Document passage>
☆ ☆ ☆ ☆ ☆

On 8/11/20 9:14 pm, Henrik Rydberg wrote:
On Sun, Nov 08, 2020 at 09:35:28AM +0100, Henrik Rydberg wrote:
Hi Brad,
On 2020-11-08 02:00, Brad Campbell wrote:
G'day Henrik,
I noticed you'd also loosened up the requirement for SMC_STATUS_BUSY in read_smc(). I assume
that causes problems on the early Macbook. This is revised on the one sent earlier.
If you could test this on your Air1,1 it'd be appreciated.
No, I managed to screw up the patch; you can see that I carefully added the
same treatment for the read argument, being unsure if the BUSY state would
remain during the AVAILABLE data phase. I can check that again, but
unfortunately the patch in this email shows the same problem.
I think it may be worthwhile to rethink the behavior of wait_status() here.
If one machine shows no change after a certain status bit change, then
perhaps the others share that behavior, and we are waiting in vain. Just
imagine how many years of cpu that is, combined. ;-)
Here is a modification along that line.
Compared to your latest version, this one has wait_status() return the
actual status on success. Instead of waiting for BUSY, it waits for
the other status bits, and checks BUSY afterwards. So as not to wait
unneccesarily, the udelay() is placed together with the single
outb(). The return value of send_byte_data() is augmented with
-EAGAIN, which is then used in send_command() to create the resend
loop.

☆ ☆ ☆ ☆ ☆

Available data>
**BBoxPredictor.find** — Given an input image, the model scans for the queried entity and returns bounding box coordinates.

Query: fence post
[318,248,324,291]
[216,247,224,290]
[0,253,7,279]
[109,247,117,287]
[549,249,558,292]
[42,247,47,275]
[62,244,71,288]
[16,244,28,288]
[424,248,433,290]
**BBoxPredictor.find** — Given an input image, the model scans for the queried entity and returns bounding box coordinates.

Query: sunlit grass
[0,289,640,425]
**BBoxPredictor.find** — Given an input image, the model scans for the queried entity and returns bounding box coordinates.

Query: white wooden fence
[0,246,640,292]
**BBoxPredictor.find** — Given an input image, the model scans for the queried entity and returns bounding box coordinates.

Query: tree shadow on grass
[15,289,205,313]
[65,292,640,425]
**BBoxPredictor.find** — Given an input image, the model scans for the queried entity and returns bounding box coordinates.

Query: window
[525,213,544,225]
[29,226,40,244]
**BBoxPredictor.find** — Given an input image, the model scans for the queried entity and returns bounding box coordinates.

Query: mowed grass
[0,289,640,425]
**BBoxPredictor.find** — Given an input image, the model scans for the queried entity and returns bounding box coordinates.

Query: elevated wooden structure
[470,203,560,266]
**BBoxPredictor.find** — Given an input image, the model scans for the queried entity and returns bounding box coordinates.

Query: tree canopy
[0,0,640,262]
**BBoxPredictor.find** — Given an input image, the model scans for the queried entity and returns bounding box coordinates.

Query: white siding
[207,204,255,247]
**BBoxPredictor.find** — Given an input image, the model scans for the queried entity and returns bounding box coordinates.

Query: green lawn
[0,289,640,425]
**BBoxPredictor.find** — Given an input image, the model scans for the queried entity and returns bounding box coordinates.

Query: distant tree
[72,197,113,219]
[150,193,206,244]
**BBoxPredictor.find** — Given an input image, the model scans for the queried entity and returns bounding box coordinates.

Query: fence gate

☆ ☆ ☆ ☆ ☆

Your tasks>
(a) List every function name that appears in the email thread about the SMC patch.
(b) Continue the email thread about the SMC patch, starting right after its final sentence.
The data has no part in these tasks.

Answers to the tasks>
(a) read_smc(), wait_status(), udelay(), outb(), send_byte_data(), send_command()

(b)
I reach 41 reads per second on the MBA1,1 with this version, which is
getting close to the performance prior to the problems.
G'day Henrik,
I like this one. It's slower on my laptop (40 rps vs 50 on the MacbookPro11,1) and the same 17 rps on the iMac 12,2 but it's as reliable
and if it works for both of yours then I think it's a winner. I can't really diagnose the iMac properly as I'm 2,800KM away and have
nobody to reboot it if I kill it. 5.7.2 gives 20 rps, so 17 is ok for me.
Andreas, could I ask you to test this one?
Odd my original version worked on your Air3,1 and the other 3 machines without retry.
I wonder how many commands require retries, how many retires are actually required, and what we are going wrong on the Air1,1 that requires
one or more retries.
I just feels like a brute force approach because there's something we're missing.